◆ What to produce ◆
Copy the items from the very start through the line with "top-left (140, 114), bottom-right (512, 277)", requests included, and add 38 to each coordinate in the answers.

◆ Stored records ◆
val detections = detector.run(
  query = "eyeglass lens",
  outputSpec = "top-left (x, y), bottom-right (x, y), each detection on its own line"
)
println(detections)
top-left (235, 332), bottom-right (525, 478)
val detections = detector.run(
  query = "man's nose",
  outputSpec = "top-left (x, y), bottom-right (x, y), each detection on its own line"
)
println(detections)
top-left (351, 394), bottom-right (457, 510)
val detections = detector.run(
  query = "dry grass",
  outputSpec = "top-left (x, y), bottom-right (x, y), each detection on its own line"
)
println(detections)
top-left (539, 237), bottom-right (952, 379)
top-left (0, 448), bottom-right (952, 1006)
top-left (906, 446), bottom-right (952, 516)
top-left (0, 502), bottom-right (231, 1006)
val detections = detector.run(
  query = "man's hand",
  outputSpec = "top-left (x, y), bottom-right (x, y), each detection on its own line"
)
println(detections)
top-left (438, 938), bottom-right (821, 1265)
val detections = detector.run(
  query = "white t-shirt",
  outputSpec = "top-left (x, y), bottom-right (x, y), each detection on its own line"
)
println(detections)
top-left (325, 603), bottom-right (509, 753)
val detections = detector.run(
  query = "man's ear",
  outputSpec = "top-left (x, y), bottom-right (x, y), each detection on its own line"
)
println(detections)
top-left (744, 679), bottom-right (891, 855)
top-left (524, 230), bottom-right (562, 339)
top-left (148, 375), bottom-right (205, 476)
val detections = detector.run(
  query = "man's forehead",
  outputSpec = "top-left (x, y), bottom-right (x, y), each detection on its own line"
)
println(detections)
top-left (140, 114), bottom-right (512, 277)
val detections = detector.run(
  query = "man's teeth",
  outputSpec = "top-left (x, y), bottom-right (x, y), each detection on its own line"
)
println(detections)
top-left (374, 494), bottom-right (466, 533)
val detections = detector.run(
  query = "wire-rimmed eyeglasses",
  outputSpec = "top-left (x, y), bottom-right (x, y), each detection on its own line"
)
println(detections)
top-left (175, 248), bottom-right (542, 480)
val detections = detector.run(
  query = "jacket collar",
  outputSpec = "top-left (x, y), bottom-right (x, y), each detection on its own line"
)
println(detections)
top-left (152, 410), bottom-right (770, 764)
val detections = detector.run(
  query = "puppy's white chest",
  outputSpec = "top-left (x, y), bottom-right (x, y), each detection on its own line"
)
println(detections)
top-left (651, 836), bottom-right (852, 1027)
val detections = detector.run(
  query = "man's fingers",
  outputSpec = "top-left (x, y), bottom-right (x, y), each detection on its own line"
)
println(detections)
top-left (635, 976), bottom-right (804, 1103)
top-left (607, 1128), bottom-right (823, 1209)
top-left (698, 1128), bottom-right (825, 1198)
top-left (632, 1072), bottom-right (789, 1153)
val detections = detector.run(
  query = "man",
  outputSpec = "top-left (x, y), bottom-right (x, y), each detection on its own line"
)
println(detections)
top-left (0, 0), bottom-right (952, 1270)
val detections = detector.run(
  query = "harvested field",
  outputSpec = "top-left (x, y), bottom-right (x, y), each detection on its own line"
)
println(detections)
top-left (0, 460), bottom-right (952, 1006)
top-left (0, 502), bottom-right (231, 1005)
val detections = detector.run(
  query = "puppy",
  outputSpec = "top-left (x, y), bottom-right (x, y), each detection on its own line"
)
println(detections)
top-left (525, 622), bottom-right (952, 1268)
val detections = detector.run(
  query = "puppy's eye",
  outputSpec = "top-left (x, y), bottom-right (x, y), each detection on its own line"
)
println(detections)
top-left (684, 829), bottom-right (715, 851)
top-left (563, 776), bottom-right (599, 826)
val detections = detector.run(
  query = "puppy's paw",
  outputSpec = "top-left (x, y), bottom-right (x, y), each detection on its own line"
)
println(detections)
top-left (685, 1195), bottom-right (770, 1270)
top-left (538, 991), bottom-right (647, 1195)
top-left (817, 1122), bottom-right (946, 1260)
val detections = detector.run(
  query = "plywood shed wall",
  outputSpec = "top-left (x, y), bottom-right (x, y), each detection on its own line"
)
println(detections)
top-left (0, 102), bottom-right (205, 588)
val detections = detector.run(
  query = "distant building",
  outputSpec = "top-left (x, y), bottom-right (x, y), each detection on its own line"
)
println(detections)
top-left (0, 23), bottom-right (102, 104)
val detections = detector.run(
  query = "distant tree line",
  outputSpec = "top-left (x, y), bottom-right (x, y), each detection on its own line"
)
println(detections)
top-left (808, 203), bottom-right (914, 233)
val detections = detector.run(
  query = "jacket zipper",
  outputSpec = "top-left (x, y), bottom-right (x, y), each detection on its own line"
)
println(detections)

◆ Written reply ◆
val detections = detector.run(
  query = "eyeglass lens",
  outputSpec = "top-left (x, y), bottom-right (x, y), each detection on its own line"
)
println(detections)
top-left (273, 370), bottom-right (563, 516)
val detections = detector.run(
  query = "man's nose",
  outputSpec = "top-left (x, y), bottom-right (x, y), each detection on its own line"
)
println(detections)
top-left (389, 432), bottom-right (495, 548)
val detections = detector.run(
  query = "dry grass",
  outputSpec = "top-left (x, y), bottom-right (x, y), each detection on its own line"
)
println(detections)
top-left (577, 275), bottom-right (990, 417)
top-left (38, 486), bottom-right (990, 1044)
top-left (944, 484), bottom-right (990, 554)
top-left (38, 540), bottom-right (269, 1044)
val detections = detector.run(
  query = "man's hand",
  outputSpec = "top-left (x, y), bottom-right (x, y), each detection on its own line"
)
println(detections)
top-left (476, 976), bottom-right (859, 1303)
val detections = detector.run(
  query = "white t-shirt",
  outputSpec = "top-left (x, y), bottom-right (x, y), each detection on its own line"
)
println(detections)
top-left (363, 641), bottom-right (547, 791)
val detections = detector.run(
  query = "man's ear",
  outputSpec = "top-left (x, y), bottom-right (x, y), each detection on its own line"
)
println(detections)
top-left (782, 717), bottom-right (929, 893)
top-left (562, 268), bottom-right (600, 377)
top-left (186, 413), bottom-right (243, 514)
val detections = detector.run(
  query = "man's forehead",
  outputSpec = "top-left (x, y), bottom-right (x, y), each detection on its own line"
)
println(detections)
top-left (178, 152), bottom-right (550, 315)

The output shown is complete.